_Exercise requirements_. The full set of records must be printed exactly as given.

Given records section start

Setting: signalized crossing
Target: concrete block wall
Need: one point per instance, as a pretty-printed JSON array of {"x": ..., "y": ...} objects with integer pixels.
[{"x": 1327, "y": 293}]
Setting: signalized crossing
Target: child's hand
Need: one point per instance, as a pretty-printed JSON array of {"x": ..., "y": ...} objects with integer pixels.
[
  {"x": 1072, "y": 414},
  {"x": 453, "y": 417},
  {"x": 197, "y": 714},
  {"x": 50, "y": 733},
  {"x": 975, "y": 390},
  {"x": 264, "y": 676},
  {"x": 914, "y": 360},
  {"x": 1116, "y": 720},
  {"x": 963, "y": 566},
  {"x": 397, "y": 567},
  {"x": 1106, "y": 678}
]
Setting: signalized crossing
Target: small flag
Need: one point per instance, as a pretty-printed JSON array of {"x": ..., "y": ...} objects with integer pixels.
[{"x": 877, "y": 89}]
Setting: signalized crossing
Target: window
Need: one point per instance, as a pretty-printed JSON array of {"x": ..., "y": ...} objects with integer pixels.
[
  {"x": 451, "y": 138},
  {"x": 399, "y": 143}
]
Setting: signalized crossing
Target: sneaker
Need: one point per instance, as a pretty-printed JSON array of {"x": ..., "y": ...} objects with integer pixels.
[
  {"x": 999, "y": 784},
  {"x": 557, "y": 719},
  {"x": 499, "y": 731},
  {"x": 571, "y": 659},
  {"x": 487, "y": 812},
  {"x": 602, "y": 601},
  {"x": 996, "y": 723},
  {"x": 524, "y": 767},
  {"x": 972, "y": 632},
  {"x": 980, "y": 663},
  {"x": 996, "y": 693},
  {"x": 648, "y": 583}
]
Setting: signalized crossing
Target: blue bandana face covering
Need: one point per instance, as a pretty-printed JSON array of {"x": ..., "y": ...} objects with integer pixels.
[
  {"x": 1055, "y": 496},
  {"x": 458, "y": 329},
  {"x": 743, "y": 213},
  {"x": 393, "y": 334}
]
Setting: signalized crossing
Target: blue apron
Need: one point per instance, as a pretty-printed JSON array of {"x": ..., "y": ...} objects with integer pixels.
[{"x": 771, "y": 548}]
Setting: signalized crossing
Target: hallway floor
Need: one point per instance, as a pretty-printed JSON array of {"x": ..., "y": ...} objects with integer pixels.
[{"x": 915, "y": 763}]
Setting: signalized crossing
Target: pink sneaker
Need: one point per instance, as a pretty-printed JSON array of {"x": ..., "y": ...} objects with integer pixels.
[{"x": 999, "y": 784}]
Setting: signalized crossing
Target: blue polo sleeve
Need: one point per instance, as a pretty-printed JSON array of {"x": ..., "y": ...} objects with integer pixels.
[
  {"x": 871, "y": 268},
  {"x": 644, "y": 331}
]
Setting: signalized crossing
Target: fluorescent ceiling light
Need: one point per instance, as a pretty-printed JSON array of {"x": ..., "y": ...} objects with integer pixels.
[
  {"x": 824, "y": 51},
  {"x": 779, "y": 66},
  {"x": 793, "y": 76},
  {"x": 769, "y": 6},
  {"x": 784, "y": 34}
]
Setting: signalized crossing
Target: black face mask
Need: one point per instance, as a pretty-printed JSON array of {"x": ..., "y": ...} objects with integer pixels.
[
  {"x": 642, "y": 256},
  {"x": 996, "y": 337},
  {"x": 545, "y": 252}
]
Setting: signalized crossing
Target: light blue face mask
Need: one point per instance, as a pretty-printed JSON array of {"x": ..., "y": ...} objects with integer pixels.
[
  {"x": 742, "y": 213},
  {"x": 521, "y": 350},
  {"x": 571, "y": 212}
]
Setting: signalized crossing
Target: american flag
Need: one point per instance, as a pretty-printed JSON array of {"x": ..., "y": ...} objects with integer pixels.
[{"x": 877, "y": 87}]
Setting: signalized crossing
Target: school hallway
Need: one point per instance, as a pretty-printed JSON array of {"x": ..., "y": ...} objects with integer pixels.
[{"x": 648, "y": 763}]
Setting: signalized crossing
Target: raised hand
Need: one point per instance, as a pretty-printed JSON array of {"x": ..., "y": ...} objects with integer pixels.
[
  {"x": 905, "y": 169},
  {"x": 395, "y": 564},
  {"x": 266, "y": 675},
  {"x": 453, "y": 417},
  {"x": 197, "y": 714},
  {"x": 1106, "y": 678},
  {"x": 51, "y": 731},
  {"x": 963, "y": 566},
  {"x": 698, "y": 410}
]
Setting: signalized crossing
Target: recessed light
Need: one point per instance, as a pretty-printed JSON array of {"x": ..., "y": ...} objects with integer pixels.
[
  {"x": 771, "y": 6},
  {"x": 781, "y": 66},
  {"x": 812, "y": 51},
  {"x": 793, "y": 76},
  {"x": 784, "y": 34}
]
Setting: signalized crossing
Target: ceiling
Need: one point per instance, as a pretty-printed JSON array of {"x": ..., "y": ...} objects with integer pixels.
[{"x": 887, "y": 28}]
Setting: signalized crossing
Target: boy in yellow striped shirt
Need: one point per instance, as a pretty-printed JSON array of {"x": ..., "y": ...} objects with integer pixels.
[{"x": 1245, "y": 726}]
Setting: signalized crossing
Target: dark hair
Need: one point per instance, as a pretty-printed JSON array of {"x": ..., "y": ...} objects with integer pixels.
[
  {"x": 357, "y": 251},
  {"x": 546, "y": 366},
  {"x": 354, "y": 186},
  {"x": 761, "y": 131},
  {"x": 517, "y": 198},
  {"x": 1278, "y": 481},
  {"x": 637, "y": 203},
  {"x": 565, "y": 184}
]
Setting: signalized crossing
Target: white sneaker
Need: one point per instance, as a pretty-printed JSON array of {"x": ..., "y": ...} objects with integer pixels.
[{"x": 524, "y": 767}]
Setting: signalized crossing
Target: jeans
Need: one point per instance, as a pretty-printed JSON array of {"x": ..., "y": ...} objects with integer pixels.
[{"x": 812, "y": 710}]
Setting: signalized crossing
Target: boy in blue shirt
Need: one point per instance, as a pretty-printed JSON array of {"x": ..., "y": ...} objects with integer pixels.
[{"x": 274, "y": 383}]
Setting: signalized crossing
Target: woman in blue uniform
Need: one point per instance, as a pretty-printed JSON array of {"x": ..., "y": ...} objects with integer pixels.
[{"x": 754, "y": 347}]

Given records section end

_Answer space_.
Setting: signalized crossing
Target: concrete block wall
Need: one point per instance, as a pretty-printed JSON array of {"x": ..., "y": ...} objects with integer pixels.
[{"x": 1327, "y": 293}]
Setting: signalized crossing
Target: child's hand
Need: one point per instance, as a pretty-printed JSON array of {"x": ..., "y": ...} objects with integer pixels.
[
  {"x": 1072, "y": 414},
  {"x": 453, "y": 417},
  {"x": 197, "y": 714},
  {"x": 50, "y": 733},
  {"x": 975, "y": 390},
  {"x": 264, "y": 676},
  {"x": 914, "y": 360},
  {"x": 1116, "y": 720},
  {"x": 963, "y": 566},
  {"x": 397, "y": 567},
  {"x": 1106, "y": 678}
]
Setting: signalized crossing
Target: small flag
Need: one point per instance, as a pretty-printed JSON array of {"x": ..., "y": ...} objects with integer pixels.
[{"x": 877, "y": 89}]
Setting: signalized crossing
Target: window
Need: one point per instance, as a pretty-printed JSON array of {"x": ..., "y": ...} objects with integer pixels.
[
  {"x": 451, "y": 138},
  {"x": 399, "y": 143}
]
Setting: signalized crossing
Target: sneaker
Need: one point per instance, as a pretty-printed JSON array of {"x": ..., "y": ...} objects with integer pixels.
[
  {"x": 999, "y": 784},
  {"x": 557, "y": 719},
  {"x": 499, "y": 731},
  {"x": 571, "y": 659},
  {"x": 487, "y": 812},
  {"x": 602, "y": 601},
  {"x": 996, "y": 723},
  {"x": 524, "y": 767},
  {"x": 972, "y": 632},
  {"x": 980, "y": 663},
  {"x": 996, "y": 693},
  {"x": 648, "y": 583}
]
Setting: signalized crossing
Target: blue bandana face covering
Need: one point per instance, as a pretty-printed JSON array of {"x": ..., "y": ...} objects with integer pixels.
[
  {"x": 1055, "y": 496},
  {"x": 458, "y": 329},
  {"x": 743, "y": 213},
  {"x": 393, "y": 334}
]
Setting: signalized crossing
Target: blue apron
Need: one point per instance, as a pretty-printed JSON array of {"x": ..., "y": ...} objects with integer pixels.
[{"x": 771, "y": 548}]
Setting: signalized crossing
Target: hallway floor
Need: one point per instance, as a pretty-printed JSON array of {"x": ..., "y": ...} objects with integer pixels.
[{"x": 915, "y": 763}]
Setting: signalized crossing
Target: pink sneaker
Need: one point per instance, as a pretty-printed JSON array of {"x": ..., "y": ...} objects with integer pixels.
[{"x": 999, "y": 784}]
Setting: signalized crossing
Target: blue polo sleeve
Need: one point per instance, as a pretty-printed JSON array of {"x": ..., "y": ...} objects with integer pixels.
[
  {"x": 871, "y": 268},
  {"x": 644, "y": 331}
]
Setting: signalized crossing
Target: fluorescent ceiling light
Need: one point per instance, as a pretty-printed JSON array of {"x": ..., "y": ...} objects with integer pixels.
[
  {"x": 824, "y": 51},
  {"x": 779, "y": 66},
  {"x": 793, "y": 76},
  {"x": 769, "y": 6},
  {"x": 784, "y": 34}
]
Setting: signalized crossing
Target: black face mask
Need: one point per instance, as a pretty-printed JSON array of {"x": ..., "y": ...} objects with integer pixels.
[
  {"x": 642, "y": 256},
  {"x": 996, "y": 337},
  {"x": 545, "y": 252}
]
Setting: signalized crossing
Target: light blue face mask
Need: one point per instance, as a pretty-printed JSON array of {"x": ..., "y": ...} objects with integer pixels.
[
  {"x": 742, "y": 213},
  {"x": 521, "y": 350},
  {"x": 571, "y": 212}
]
Setting: signalized crossing
Target: american flag
Need: one point per instance, as a pretty-printed JSON array of {"x": ..., "y": ...} objects with integer pixels.
[{"x": 877, "y": 87}]
Setting: signalized crossing
Target: school hallway
Need: one point per instance, as a pretty-printed JSON array of {"x": ..., "y": ...} objects with integer pixels.
[{"x": 648, "y": 763}]
Setting: signalized crossing
Target: raised hand
Need: one point per instance, as a pretty-printed JSON array of {"x": ..., "y": ...} objects with integer pixels.
[
  {"x": 905, "y": 169},
  {"x": 395, "y": 564},
  {"x": 266, "y": 675},
  {"x": 453, "y": 417},
  {"x": 197, "y": 714},
  {"x": 1106, "y": 678},
  {"x": 51, "y": 731},
  {"x": 963, "y": 566},
  {"x": 698, "y": 410}
]
Setting: signalized crossing
Target: recessed light
Need: one point per instance, as a pretty-printed JSON array of {"x": ..., "y": ...} objects with integer pixels.
[
  {"x": 771, "y": 6},
  {"x": 781, "y": 66},
  {"x": 812, "y": 51},
  {"x": 793, "y": 76},
  {"x": 784, "y": 34}
]
Setting: signalized crossing
Target: ceiling
Need: one point per instance, as a pretty-printed JSON array of {"x": ..., "y": ...} objects with integer pixels.
[{"x": 887, "y": 28}]
Setting: signalized crossing
Target: boy in yellow striped shirt
Need: one point per instance, as a pretty-printed JSON array of {"x": ..., "y": ...} objects with integer pixels.
[{"x": 1245, "y": 726}]
Setting: signalized crossing
Target: dark hair
Need: one point per instance, as a pretty-printed JSON array of {"x": ..., "y": ...} objects with integer pixels.
[
  {"x": 357, "y": 251},
  {"x": 546, "y": 366},
  {"x": 354, "y": 186},
  {"x": 761, "y": 131},
  {"x": 517, "y": 198},
  {"x": 1278, "y": 481},
  {"x": 637, "y": 203},
  {"x": 565, "y": 184}
]
Setting: signalized crossing
Target: white sneaker
Need: one point per instance, as a pretty-printed JSON array of {"x": ..., "y": ...} objects with integer pixels.
[{"x": 524, "y": 767}]
Setting: signalized crossing
Target: jeans
Need: one point per instance, as a pretty-printed JSON array of {"x": ..., "y": ...} objects with integer pixels.
[{"x": 812, "y": 710}]
Setting: signalized crossing
Target: boy in blue shirt
Need: one point per instance, as a pretty-printed JSON array of {"x": ..., "y": ...} objects with integer pixels.
[{"x": 274, "y": 383}]
Setting: signalized crossing
Target: woman in blue uniform
Need: one point per instance, as a pretty-printed JSON array of {"x": ..., "y": ...} objects with integer pixels.
[{"x": 754, "y": 347}]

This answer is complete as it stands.